**What you should do:** Locate each line in the items below that contains the word "rifle" and copy those lines out.

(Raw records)
'''
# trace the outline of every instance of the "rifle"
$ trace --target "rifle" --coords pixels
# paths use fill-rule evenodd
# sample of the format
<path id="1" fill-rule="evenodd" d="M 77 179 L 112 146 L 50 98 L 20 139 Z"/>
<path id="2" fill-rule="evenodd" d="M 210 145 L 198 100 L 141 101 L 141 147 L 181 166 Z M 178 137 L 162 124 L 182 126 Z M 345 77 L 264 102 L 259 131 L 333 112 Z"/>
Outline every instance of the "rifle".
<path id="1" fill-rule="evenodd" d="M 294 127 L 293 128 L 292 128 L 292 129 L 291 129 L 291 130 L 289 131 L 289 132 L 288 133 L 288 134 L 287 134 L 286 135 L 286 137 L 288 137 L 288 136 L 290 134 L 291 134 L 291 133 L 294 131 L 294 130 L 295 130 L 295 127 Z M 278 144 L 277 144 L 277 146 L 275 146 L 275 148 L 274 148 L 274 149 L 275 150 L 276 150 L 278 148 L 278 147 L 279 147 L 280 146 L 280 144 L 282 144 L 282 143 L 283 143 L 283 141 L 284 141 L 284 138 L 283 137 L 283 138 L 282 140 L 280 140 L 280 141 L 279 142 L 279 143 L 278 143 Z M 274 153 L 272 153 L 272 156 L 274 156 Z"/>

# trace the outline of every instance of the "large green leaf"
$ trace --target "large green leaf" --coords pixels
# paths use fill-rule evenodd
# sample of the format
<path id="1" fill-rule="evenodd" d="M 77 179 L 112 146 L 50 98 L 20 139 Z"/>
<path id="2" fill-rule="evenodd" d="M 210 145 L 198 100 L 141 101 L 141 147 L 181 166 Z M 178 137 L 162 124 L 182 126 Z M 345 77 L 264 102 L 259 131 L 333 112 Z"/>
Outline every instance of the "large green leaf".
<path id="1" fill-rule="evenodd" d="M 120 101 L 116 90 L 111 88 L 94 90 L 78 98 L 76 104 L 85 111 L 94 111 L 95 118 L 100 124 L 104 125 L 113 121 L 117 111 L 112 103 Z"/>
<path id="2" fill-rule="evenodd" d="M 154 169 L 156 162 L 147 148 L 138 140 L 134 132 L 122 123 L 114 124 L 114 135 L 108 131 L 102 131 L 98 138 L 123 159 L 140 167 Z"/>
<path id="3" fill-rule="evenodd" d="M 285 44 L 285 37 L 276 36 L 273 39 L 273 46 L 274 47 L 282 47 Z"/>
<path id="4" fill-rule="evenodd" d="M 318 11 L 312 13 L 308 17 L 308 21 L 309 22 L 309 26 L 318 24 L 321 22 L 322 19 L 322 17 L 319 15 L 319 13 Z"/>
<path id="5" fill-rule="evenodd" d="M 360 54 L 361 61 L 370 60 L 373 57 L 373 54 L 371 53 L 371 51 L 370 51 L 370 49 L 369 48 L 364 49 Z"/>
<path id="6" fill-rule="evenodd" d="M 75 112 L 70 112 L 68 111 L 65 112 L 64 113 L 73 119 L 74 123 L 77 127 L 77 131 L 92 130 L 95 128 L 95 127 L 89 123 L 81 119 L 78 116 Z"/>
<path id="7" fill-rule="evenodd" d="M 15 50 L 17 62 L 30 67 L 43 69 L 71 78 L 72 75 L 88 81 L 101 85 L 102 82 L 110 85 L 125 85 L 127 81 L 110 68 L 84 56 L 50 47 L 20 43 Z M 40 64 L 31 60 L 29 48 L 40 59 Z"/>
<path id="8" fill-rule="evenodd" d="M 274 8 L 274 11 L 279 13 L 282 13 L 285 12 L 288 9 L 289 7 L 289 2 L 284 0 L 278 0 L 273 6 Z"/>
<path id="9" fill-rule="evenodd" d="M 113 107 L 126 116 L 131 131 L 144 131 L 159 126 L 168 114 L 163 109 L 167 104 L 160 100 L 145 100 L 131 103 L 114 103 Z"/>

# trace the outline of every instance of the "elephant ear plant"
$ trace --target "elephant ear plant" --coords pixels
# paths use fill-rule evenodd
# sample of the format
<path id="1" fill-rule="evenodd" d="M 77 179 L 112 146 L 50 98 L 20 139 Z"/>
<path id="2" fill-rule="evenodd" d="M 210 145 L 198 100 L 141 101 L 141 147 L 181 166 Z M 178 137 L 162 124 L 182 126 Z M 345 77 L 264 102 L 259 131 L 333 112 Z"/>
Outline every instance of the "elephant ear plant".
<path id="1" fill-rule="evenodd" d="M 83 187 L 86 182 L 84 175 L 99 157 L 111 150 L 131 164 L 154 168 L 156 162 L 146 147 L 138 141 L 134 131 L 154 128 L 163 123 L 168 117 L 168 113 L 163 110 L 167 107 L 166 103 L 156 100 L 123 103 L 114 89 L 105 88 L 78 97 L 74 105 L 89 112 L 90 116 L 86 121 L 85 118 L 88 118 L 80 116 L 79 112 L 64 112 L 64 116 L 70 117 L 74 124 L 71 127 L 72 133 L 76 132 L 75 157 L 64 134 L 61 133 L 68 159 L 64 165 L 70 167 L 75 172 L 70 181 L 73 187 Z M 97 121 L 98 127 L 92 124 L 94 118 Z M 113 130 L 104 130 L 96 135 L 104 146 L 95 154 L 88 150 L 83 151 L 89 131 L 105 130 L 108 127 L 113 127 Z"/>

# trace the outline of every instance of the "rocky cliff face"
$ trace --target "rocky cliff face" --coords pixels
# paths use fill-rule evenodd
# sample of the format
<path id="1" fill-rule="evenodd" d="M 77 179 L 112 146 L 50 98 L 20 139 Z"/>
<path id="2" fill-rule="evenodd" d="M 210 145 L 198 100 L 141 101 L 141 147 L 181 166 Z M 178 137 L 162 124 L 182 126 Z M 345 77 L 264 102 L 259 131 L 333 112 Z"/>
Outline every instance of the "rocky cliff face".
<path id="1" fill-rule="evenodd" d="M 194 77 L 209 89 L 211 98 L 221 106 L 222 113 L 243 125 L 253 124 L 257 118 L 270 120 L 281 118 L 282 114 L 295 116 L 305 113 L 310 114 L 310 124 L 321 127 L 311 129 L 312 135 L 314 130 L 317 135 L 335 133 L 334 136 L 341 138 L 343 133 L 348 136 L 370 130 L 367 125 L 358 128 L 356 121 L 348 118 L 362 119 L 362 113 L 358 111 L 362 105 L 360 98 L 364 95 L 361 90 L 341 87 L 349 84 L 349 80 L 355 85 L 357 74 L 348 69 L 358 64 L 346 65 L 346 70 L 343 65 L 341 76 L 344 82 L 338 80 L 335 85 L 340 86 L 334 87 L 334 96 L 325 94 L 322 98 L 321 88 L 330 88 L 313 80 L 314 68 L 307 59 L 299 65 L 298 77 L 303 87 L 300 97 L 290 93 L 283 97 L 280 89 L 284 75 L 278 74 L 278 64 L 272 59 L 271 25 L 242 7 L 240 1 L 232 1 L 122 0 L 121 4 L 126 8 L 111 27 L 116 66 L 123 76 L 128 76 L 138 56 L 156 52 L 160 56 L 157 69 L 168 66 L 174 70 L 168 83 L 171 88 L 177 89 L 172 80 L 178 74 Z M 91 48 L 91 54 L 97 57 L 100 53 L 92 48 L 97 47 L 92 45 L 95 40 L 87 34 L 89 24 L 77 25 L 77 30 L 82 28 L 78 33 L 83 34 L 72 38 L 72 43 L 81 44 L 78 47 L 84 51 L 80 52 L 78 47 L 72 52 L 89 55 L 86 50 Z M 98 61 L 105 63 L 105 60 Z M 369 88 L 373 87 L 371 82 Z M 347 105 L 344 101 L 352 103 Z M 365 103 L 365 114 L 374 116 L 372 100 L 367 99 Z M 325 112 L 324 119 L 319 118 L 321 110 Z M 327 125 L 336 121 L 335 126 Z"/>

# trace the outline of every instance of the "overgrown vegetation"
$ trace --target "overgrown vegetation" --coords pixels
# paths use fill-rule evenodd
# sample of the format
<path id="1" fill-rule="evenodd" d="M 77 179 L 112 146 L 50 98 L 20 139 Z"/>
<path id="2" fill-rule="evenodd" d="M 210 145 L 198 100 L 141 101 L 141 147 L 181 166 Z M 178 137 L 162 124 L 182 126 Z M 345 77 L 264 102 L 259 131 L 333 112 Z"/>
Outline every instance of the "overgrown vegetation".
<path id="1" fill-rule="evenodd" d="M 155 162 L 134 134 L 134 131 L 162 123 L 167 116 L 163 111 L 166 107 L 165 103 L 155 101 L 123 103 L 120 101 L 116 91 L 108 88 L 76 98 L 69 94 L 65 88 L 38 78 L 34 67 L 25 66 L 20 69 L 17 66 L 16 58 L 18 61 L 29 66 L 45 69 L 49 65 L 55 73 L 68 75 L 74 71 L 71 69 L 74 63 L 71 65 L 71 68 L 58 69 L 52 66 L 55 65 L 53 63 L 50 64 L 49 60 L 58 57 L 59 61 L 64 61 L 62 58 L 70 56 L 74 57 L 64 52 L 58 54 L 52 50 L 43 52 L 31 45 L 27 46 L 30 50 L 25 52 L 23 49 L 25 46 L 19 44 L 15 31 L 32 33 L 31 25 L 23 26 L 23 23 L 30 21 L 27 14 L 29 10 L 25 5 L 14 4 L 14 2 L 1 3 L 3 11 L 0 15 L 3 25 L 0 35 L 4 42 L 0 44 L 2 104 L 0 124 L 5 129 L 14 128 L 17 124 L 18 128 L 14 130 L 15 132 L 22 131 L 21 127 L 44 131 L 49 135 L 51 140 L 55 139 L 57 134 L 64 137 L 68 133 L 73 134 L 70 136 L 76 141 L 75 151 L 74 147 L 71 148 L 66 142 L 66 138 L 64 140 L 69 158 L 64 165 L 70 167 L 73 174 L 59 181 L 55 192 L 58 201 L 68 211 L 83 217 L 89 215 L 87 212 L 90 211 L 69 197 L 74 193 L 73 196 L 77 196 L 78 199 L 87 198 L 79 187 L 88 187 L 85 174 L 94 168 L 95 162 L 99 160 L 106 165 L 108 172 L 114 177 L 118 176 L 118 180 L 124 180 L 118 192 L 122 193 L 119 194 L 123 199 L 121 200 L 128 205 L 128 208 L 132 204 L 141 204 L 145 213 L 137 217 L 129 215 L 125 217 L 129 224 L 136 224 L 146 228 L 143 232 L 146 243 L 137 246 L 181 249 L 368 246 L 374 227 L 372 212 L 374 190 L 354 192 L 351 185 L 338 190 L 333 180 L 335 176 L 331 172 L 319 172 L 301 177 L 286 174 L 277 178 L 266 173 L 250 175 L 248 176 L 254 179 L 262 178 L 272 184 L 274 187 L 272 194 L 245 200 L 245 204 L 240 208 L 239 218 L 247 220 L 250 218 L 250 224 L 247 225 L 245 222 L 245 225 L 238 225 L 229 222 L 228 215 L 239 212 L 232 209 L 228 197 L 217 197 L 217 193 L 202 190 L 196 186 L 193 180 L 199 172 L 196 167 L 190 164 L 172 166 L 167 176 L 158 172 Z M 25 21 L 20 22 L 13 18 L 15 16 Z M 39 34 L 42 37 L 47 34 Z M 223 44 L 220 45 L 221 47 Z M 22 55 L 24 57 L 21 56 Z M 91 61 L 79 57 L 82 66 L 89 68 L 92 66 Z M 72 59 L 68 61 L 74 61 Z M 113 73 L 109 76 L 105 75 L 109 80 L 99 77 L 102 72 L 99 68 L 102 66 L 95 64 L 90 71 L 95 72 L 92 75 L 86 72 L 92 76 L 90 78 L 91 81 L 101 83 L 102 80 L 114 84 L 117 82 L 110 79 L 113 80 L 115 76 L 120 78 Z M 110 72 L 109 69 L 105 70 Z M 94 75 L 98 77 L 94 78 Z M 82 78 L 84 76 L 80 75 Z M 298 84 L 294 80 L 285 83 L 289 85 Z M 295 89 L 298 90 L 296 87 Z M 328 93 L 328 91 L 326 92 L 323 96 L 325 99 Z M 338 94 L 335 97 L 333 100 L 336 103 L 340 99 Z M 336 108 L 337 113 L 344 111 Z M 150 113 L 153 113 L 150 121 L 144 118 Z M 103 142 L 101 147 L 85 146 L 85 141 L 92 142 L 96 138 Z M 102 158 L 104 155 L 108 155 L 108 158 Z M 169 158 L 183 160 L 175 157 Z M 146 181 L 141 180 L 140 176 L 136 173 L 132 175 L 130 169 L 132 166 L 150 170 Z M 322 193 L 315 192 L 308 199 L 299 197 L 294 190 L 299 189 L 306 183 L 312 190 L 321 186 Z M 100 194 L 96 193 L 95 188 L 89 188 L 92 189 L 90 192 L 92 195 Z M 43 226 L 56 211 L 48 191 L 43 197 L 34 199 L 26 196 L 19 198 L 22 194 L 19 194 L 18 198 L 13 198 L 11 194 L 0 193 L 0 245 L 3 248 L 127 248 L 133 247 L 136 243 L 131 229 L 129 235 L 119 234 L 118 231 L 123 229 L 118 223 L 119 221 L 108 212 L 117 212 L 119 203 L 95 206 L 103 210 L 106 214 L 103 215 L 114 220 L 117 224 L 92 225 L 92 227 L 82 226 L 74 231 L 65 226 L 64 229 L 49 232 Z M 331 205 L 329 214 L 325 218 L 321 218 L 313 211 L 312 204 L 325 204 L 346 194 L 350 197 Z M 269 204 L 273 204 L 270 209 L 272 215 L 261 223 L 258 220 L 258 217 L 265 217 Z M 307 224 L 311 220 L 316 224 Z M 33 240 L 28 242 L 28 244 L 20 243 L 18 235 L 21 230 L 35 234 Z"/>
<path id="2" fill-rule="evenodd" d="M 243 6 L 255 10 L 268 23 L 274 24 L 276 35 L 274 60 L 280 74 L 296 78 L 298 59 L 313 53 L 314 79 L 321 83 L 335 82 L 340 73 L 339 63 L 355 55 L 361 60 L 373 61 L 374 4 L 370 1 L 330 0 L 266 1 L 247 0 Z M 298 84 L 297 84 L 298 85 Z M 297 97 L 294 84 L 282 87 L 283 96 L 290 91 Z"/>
'''
**The result:**
# trace the outline of every instance of the "rifle"
$ trace --target "rifle" --coords pixels
Outline every instance of the "rifle".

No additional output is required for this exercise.